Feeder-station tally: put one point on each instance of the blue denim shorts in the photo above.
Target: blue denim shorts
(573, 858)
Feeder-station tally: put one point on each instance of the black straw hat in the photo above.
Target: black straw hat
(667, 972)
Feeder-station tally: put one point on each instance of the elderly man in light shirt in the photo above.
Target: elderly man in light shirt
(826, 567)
··········
Once you have read the records above, set each one down again exactly.

**Finished exercise:**
Feeder-station tally: put one point on each instance of the blue denim shorts in the photo above.
Target: blue denim shorts
(573, 858)
Feeder-station tally: put one point on each instance of the black straw hat in the photo above.
Target: black straw hat
(667, 972)
Feeder-station tally: put one point on each instance of the elderly man in light shirt in the photo above.
Target: elderly man in light shirt
(826, 567)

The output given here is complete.